» REQUIRED WORK:
(1) Answer these about the LLVM commit notice, one line each:
(a) Which branch received the commit?
(b) Which file in the changed paths is marked as added rather than modified?
(c) According to the log message, what does the patch attempt to optimize?
(2) Extend the LLVM commit message on NEON load/store address calculation, picking up right after its last line.

[all-commits] [llvm/llvm-project] dc8a41: [ARM] Simplify address calculation for NEON load/s...

Thu Oct 14 05:26:24 PDT 2021

  Branch: refs/heads/main
  Home:   https://github.com/llvm/llvm-project
  Commit: dc8a41de34933bc10c4d5d89c539dd0dc80d59cc
      https://github.com/llvm/llvm-project/commit/dc8a41de34933bc10c4d5d89c539dd0dc80d59cc
  Author: Andrew Savonichev <andrew.savonichev at gmail.com>
  Date:   2021-10-14 (Thu, 14 Oct 2021)

  Changed paths:
    M llvm/lib/Target/ARM/ARMISelLowering.cpp
    M llvm/test/CodeGen/ARM/alloc-no-stack-realign.ll
    A llvm/test/CodeGen/ARM/arm-post-indexing-opt.ll
    M llvm/test/CodeGen/ARM/fp16-vector-argument.ll
    M llvm/test/CodeGen/ARM/large-vector.ll
    M llvm/test/CodeGen/ARM/memcpy-inline.ll
    M llvm/test/CodeGen/ARM/memset-align.ll
    M llvm/test/CodeGen/ARM/misched-fusion-aes.ll
    M llvm/test/CodeGen/ARM/vector-load.ll
    M llvm/test/CodeGen/ARM/vext.ll
    M llvm/test/CodeGen/ARM/vselect_imax.ll
    M llvm/test/Transforms/LoopStrengthReduce/ARM/ivchain-ARM.ll

  Log Message:
  -----------
  [ARM] Simplify address calculation for NEON load/store

The patch attempts to optimize a sequence of SIMD loads from the same
base pointer:

    %0 = gep float*, float* base, i32 4
    %1 = bitcast float* %0 to <4 x float>*
    %2 = load <4 x float>, <4 x float>* %1
    ...

» MATERIAL:
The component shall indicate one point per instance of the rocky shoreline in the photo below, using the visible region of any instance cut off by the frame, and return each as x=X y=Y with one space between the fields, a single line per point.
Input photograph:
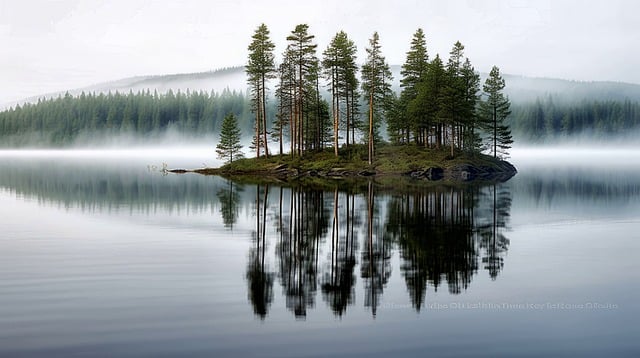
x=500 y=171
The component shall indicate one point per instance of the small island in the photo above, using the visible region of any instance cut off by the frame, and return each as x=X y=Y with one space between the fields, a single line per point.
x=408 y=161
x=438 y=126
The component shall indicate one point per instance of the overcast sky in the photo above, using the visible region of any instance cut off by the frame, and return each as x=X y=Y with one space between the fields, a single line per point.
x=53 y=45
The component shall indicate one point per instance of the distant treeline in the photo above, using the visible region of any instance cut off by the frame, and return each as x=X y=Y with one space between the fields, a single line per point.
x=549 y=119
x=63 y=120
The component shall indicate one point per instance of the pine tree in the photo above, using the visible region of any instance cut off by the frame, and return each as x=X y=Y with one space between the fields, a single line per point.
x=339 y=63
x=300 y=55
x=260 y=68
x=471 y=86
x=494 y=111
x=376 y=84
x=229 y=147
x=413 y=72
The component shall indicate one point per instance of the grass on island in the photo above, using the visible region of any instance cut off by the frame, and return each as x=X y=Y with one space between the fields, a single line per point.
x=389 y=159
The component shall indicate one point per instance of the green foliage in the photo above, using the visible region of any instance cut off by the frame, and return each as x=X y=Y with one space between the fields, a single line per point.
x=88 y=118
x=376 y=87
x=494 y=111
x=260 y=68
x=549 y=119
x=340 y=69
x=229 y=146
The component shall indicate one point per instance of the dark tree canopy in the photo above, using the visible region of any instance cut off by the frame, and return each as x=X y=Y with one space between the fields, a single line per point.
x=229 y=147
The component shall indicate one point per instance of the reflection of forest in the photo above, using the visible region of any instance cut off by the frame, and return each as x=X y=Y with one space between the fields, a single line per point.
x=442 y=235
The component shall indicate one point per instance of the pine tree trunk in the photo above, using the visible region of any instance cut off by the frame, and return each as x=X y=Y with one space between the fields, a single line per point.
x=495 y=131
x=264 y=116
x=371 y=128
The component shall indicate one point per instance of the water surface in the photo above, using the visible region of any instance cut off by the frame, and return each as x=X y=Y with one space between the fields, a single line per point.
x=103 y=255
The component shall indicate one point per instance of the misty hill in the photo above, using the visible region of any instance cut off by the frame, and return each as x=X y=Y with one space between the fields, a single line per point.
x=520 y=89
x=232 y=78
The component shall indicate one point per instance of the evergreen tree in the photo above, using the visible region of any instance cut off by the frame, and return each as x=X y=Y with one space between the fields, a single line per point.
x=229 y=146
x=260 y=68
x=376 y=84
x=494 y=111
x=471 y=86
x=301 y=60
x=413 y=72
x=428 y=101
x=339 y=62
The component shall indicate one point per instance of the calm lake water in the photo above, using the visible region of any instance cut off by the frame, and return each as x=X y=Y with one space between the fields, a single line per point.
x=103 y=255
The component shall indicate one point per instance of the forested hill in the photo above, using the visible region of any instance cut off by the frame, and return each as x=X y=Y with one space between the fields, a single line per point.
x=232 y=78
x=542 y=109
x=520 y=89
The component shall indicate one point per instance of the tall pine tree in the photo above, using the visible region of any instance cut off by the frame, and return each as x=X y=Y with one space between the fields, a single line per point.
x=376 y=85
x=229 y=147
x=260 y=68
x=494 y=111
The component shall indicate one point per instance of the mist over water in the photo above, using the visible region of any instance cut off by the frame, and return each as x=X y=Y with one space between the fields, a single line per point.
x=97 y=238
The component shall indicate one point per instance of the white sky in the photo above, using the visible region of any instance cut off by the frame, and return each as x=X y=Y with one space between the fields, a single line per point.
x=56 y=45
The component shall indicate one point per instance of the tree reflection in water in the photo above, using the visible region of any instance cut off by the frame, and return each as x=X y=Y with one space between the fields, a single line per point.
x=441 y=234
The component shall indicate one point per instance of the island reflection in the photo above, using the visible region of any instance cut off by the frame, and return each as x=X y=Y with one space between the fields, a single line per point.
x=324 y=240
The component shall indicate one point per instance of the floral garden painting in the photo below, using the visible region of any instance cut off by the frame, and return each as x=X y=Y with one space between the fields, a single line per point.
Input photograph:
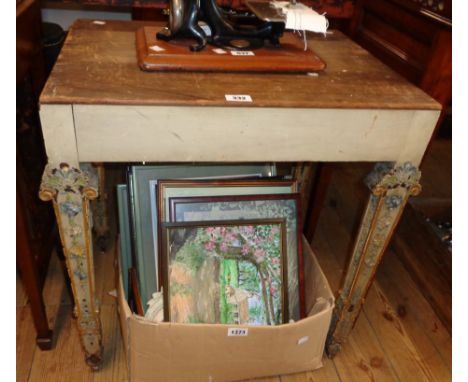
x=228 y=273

» THE REPLIES:
(1)
(a) refs/heads/main
(b) llvm/test/CodeGen/ARM/arm-post-indexing-opt.ll
(c) A sequence of SIMD loads from the same base pointer.

(2)
    %n1 = gep float*, float* base, i32 N
    %n2 = bitcast float* %n1 to <4 x float>*
    %n3 = load <4 x float>, <4 x float>* %n2

For AArch64 the compiler generates a sequence of LDR Qt, [Xn, #16].
However, 32-bit NEON VLD1/VST1 lack the [Wn, #imm] addressing mode, so
the address is computed before every ld/st instruction:

    add r2, r0, #32
    add r0, r0, #16
    vld1.32 {d18, d19}, [r2]
    vld1.32 {d22, d23}, [r0]

This can be improved by computing address for the first load, and then
using a post-indexed form of VLD1/VST1 to load the rest:

    add r0, r0, #16
    vld1.32 {d18, d19}, [r0]!
    vld1.32 {d22, d23}, [r0]

In order to do that, the patch adds more patterns to DAGCombine:

  - (load (add ptr inc1)) and (add ptr inc2) are now folded if inc1
    and inc2 are constants.

  - (or ptr inc) is now recognized as a pointer increment if ptr is
    sufficiently aligned.

In addition to that, we now search for all possible base updates and
then pick the best one.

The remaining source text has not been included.